## EXTRAIT CHOISI

******************************

Au sujet du verset « Et il [Yaacov] prit des pierres de l’endroit et les disposa sous sa tête » (Béréchit, 28, 11), Rachi écrit ceci : « Il les disposa tout autour de sa tête comme une gouttière parce qu’il craignait les bêtes sauvages. Mais aussitôt les pierres se querellèrent : celle-ci disait : ‘C’est sur moi que le juste posera la tête !’ ; l’autre s’exclamait : ‘Non ! Sur moi !’. Le Saint Béni soit-Il fit alors d’elles une seule et même pierre. C’est pourquoi il est dit ensuite : ‘Yaacov se réveilla au petit-matin et souleva la pierre qu’il avait placée sous sa tête…’, (Béréchit, 28, 18) ».

Cet épisode est porteur d’un enseignement de premier ordre. En effet, comme l’indique encore Rachi au nom d’un Midrach (Béréchit Raba, 1, 1), alors que la Torah s’ouvre sur le verset

« Au commencement, D.ieu créa le ciel et la terre », il convient de garder à l’esprit que jamais le récit de la Création ne doit être envisagé comme la seule genèse historique du monde.

******************************

## INFORMATIONS FOURNIES
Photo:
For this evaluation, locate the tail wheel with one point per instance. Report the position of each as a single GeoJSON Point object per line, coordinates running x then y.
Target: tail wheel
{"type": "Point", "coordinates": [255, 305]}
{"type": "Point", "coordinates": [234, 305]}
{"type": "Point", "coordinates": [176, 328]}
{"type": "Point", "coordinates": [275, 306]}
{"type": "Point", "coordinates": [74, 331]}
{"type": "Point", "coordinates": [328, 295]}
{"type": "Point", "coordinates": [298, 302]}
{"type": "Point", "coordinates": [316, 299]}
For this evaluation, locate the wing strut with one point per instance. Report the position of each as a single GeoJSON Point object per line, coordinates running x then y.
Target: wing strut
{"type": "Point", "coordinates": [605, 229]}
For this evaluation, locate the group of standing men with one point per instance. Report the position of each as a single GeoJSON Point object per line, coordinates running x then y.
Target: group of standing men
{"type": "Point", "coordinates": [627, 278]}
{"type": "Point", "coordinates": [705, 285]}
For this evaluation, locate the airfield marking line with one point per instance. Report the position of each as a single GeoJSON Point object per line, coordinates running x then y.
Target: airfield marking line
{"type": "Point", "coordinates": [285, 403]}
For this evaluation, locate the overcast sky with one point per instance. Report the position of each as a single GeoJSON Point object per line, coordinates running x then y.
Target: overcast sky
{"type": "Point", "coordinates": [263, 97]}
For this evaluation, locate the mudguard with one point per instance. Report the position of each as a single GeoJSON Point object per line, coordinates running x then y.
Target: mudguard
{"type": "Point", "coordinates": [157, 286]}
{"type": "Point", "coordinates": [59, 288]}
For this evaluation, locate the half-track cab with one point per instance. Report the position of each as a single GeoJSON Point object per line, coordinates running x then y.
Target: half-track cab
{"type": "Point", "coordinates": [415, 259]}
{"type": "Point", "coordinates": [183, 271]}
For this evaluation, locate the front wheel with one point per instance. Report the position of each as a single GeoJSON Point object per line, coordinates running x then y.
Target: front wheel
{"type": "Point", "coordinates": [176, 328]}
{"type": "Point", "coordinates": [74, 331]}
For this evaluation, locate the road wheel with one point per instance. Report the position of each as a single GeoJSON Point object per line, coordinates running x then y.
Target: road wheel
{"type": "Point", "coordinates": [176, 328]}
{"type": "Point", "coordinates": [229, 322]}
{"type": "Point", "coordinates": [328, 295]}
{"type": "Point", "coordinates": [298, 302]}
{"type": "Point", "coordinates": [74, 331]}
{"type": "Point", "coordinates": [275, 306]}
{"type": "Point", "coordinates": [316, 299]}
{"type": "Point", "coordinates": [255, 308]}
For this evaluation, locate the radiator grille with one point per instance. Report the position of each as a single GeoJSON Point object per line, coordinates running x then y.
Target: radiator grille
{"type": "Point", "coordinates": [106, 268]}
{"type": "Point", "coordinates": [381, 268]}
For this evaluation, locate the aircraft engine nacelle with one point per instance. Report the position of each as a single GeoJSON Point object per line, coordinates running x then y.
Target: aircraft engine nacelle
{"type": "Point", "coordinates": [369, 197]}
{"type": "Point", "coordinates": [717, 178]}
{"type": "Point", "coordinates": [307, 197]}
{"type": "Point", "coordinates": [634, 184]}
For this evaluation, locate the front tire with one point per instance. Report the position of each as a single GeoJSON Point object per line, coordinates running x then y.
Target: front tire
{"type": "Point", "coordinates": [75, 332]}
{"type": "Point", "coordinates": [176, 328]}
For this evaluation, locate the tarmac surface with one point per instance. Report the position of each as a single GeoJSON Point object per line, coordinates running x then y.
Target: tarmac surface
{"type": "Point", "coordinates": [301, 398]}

******************************

## TÂCHE COURTE 1
Résumez en deux phrases l'extrait sur les pierres de Yaacov, s'il vous plaît.
## TÂCHE COURTE 2
Reprenez l'extrait sur les pierres de Yaacov là où il s'arrête et écrivez-en la suite.

## CORRIGÉ 1
Commentant Béréchit 28, 11, Rachi explique que Yaacov disposa des pierres autour de sa tête par crainte des bêtes sauvages, que ces pierres se querellèrent pour savoir sur laquelle le juste poserait la tête et que le Saint Béni soit-Il en fit une seule et même pierre. Cet épisode est porteur d'un enseignement de premier ordre, et Rachi, au nom d'un Midrach, rappelle que le récit de la Création ne doit jamais être envisagé comme la seule genèse historique du monde.

## CORRIGÉ 2
L’Eternel dirige en effet à chaque instant Son univers conformément aux lois qu’Il y a inscrites et au projet qu’Il lui a fixé ! Or, enseigne ce Midrach, ce projet ne se réalisera d’une part que par le dévoilement de la Torah elle-même – c’est-à-dire son étude ; et d’autre part, par la pérennité du peuple qui en a pris la responsabilité au mont Sinaï : Israël. Ainsi, quand il est dit : « BéRéchit Bara Elokim [Au commencement, D.ieu créa], nous devons lire : « Pour le commencement [BéRéchit] ».

Pour la Torah qui se nomme elle aussi « Commencement [Réchit] », comme il est dit : « Le commencement de Son oeuvre », (Proverbes, 8, 22). Et pour Israël qui porte aussi le nom de Réchit, comme il est dit : « Les prémices (Réchit) de Sa récolte », (Jérémie, 2, 3).

On comprend donc pour quelle raison les pierres qui se trouvaient là où Yaacov Avinou avait choisi de s’endormir se disputent la possibilité de se mettre au service du juste (le tsadik).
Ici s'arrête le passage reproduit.